[Pointing and labeling entries]
*-*-*

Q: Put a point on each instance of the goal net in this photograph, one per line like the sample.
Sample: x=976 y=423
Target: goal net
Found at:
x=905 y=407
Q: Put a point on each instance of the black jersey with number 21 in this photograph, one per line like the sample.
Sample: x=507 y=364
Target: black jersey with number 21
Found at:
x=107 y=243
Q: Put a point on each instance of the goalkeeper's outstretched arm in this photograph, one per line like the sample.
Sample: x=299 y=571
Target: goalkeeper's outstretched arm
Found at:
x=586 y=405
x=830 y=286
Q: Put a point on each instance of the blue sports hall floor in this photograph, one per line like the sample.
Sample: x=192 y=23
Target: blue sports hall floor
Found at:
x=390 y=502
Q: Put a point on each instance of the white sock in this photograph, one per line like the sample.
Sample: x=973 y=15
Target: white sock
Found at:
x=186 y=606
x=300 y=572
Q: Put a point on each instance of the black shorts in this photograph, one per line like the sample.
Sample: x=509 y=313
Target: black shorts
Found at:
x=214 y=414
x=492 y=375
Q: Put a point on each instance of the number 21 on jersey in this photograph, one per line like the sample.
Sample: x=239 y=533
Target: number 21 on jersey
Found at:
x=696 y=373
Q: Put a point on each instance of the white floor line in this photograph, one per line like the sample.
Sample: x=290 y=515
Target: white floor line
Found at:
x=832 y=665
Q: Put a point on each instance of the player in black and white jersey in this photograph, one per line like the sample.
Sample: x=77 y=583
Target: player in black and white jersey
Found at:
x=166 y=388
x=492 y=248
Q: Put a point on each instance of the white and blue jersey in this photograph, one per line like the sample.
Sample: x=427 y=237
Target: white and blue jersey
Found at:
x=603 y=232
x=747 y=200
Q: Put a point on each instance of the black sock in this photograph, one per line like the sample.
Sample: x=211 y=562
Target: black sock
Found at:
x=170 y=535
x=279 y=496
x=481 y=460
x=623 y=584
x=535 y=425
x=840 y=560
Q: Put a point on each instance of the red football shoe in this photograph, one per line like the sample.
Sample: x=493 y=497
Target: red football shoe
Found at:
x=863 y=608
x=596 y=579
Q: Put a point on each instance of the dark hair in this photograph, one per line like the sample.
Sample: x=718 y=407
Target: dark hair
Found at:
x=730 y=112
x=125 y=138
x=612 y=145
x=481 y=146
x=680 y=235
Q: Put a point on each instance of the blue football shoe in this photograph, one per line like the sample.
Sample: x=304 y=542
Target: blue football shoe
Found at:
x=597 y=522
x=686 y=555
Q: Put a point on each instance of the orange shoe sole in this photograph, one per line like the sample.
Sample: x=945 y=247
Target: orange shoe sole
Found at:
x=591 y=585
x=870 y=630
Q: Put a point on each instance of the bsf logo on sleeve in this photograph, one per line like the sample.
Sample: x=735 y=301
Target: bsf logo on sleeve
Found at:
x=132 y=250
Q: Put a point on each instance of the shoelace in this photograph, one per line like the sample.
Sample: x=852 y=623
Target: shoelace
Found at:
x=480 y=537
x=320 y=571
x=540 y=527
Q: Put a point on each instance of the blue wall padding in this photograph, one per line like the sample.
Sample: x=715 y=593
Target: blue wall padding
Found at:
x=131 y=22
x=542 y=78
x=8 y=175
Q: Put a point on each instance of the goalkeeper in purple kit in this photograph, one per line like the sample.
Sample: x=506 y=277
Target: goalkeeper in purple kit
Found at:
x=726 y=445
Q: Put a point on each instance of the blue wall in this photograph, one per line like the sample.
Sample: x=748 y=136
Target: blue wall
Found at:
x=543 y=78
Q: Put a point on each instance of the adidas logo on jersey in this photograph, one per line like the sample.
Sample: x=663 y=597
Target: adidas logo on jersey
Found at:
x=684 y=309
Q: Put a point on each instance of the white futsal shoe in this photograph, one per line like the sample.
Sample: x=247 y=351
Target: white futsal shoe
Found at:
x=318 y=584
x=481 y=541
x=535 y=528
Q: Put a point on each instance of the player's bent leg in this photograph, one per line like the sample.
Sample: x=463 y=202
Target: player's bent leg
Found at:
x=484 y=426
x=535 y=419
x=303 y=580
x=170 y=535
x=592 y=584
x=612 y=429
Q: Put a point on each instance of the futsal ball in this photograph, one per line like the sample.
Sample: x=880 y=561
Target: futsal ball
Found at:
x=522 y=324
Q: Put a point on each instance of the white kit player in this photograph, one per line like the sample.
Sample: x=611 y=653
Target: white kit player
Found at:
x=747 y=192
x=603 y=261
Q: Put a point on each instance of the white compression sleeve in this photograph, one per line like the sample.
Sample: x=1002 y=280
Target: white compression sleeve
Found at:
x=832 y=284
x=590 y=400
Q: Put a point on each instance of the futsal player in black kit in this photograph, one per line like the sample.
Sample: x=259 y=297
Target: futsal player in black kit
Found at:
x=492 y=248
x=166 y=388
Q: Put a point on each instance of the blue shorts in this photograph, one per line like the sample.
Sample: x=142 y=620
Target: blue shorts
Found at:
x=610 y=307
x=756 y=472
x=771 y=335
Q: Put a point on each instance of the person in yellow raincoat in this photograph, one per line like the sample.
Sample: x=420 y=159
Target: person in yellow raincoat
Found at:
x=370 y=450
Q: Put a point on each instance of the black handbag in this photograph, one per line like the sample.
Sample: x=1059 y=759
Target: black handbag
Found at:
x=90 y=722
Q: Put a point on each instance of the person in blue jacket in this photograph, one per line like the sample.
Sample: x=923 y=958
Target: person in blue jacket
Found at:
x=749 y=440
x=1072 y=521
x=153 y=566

*-*-*

#### TASK INSTRUCTIONS:
Print every line of the listing above as a numbered list, leaving out any blank lines.

#### SOLUTION:
1. Q: Put a point on each instance of the goal net in this photograph, one per line like the sample.
2. Sample: x=976 y=423
3. Target: goal net
4. Found at:
5. x=905 y=407
6. Q: Put a point on each instance of the black jersey with number 21 in this photograph, one per line like the sample.
7. Sample: x=507 y=364
8. Target: black jersey with number 21
9. Found at:
10. x=107 y=243
11. Q: Put a point on each instance of the goalkeeper's outstretched arm in this photograph, one per line like the sample.
12. Sample: x=299 y=571
13. Target: goalkeeper's outstretched arm
14. Found at:
15. x=586 y=405
16. x=830 y=286
17. Q: Put a point on each instance of the blue sports hall floor in this photograph, one per line like the sample.
18. Sample: x=192 y=23
19. Target: blue sports hall floor
20. Found at:
21. x=390 y=502
22. Q: Put a point on each instance of the white sock in this photograph, one per line like the sample.
23. Sample: x=973 y=15
24. Target: white sock
25. Found at:
26. x=186 y=606
27. x=300 y=572
28. Q: Put a point on each instance of the black shorts in this photograph, one per line like the sample.
29. Sample: x=509 y=313
30. Target: black shorts
31. Found at:
32. x=214 y=414
33. x=492 y=375
34. Q: Put a point on each instance of the number 21 on jersey in this photograph, one per line like the sample.
35. Sample: x=239 y=533
36. Target: number 21 on jersey
37. Found at:
38. x=696 y=373
39. Q: Put a point on each instance of the white floor line in this photograph, one per line like the sample.
40. Sample: x=290 y=515
41. Target: white floor line
42. Found at:
43. x=832 y=665
44. Q: Put a point on each instance of the player in black and white jersey in this photograph, one per line like the sample.
45. Sample: x=77 y=583
46. Target: player in black and white jersey
47. Found at:
48. x=166 y=388
49. x=492 y=248
50. Q: Put a point on each instance of the white and blue jersey in this photograph, one per line like the sample.
51. Sample: x=427 y=237
52. Target: white and blue jersey
53. Found at:
54. x=603 y=232
55. x=747 y=200
56. Q: Put a point on each instance of the black sock in this photograph, one per line like the sample.
57. Sample: x=211 y=562
58. Target: black sock
59. Found at:
60. x=170 y=535
61. x=279 y=496
62. x=481 y=460
63. x=623 y=584
64. x=535 y=425
65. x=840 y=560
66. Q: Put a point on each instance of the red football shoe in this photograph, one per line like the sample.
67. Sample: x=493 y=497
68. Target: red football shoe
69. Found at:
70. x=863 y=608
71. x=596 y=579
72. Q: Put a point on each instance of the dark hair in this photograph, one per line like the sample.
73. Sample: x=718 y=407
74. Target: dark hair
75. Found at:
76. x=730 y=112
77. x=125 y=138
78. x=612 y=145
79. x=481 y=146
80. x=680 y=235
81. Q: Put a point on each instance of the blue football shoe in this photograph, one per line like the sample.
82. Sample: x=304 y=542
83. Target: blue football shoe
84. Found at:
85. x=597 y=522
86. x=686 y=555
87. Q: Put a point on each instance of the orange shoe sole in this photograph, one per line like the sample.
88. Sample: x=945 y=247
89. Target: orange shoe sole
90. Found at:
91. x=591 y=585
92. x=870 y=630
93. Q: Put a point on each instance of the bsf logo on sleeve in this photograph, one per line like the sample.
94. Sample: x=735 y=301
95. Target: bsf logo on sleeve
96. Found at:
97. x=132 y=250
98. Q: Put a point on each instance of the shoelace in this photograph, one per line like the sample.
99. Sample: x=852 y=623
100. Target: shoelace
101. Found at:
102. x=480 y=537
103. x=320 y=571
104. x=540 y=527
105. Q: Put a point on each instance of the blue wall padding in this photograph, one per line like the sample.
106. Sample: x=715 y=593
107. Target: blue wall padding
108. Found at:
109. x=131 y=22
110. x=542 y=78
111. x=8 y=175
112. Q: Put a point on each instance of the goalkeeper in purple kit in this photograph, one per line like the sample.
113. Sample: x=506 y=277
114. Target: goalkeeper in purple kit
115. Found at:
116. x=726 y=445
117. Q: Put a point on each instance of the blue wall in this photograph, one per line like the sample.
118. Sample: x=748 y=136
119. Target: blue wall
120. Found at:
121. x=543 y=78
122. Q: Put a point on each instance of the adidas logo on jersey in this photograph, one per line like the sample.
123. Sample: x=663 y=597
124. Target: adidas logo on jersey
125. Found at:
126. x=684 y=309
127. Q: Put a point on each instance of the white futsal shoe in this photograph, one per line like the sample.
128. Sample: x=247 y=351
129. Target: white futsal shoe
130. Found at:
131. x=318 y=584
132. x=481 y=541
133. x=535 y=528
134. Q: Put a point on each instance of the player's bent leg in this photograph, one per line like the sample.
135. Sample: x=463 y=202
136. Target: player's bent leg
137. Found at:
138. x=484 y=426
139. x=535 y=419
140. x=303 y=580
141. x=170 y=535
142. x=592 y=584
143. x=612 y=429
144. Q: Put a point on each instance of the futsal ball in this photograph, one per line like the sample.
145. Sample: x=880 y=561
146. Target: futsal ball
147. Found at:
148. x=522 y=324
149. Q: Put a point on each instance of the white kit player in this photograph, one per line like the sample.
150. Sample: x=611 y=653
151. Target: white kit player
152. Found at:
153. x=747 y=192
154. x=603 y=261
155. Q: Put a point on each instance of the white compression sleeve in this photograph, one per line like the sample.
156. Sample: x=1002 y=280
157. Target: white compression sleeve
158. Found at:
159. x=832 y=284
160. x=590 y=400
161. Q: Put a point on each instance of the futsal player in black kit in this photograph, one per line like the sample.
162. Sample: x=259 y=297
163. Target: futsal player in black kit
164. Found at:
165. x=492 y=248
166. x=166 y=388
167. Q: Put a point on each instance of the blue shorts in this photograph, one per line like the sample.
168. Sample: x=142 y=620
169. Target: blue shorts
170. Found at:
171. x=610 y=307
172. x=756 y=472
173. x=771 y=335
174. Q: Put a point on each instance of the person in yellow raincoat in this photograph, one per line like the sample.
175. Sample: x=420 y=159
176. Target: person in yellow raincoat
177. Found at:
178. x=370 y=450
179. Q: Put a point on each instance of the black handbag in this photograph, one per line like the sample.
180. Sample: x=1059 y=759
181. Target: black handbag
182. Found at:
183. x=90 y=722
184. Q: Put a point on each instance of the person in blue jacket in this photograph, one per line like the sample.
185. Sample: x=923 y=958
186. Target: person in blue jacket
187. Found at:
188. x=749 y=440
189. x=1072 y=521
190. x=153 y=566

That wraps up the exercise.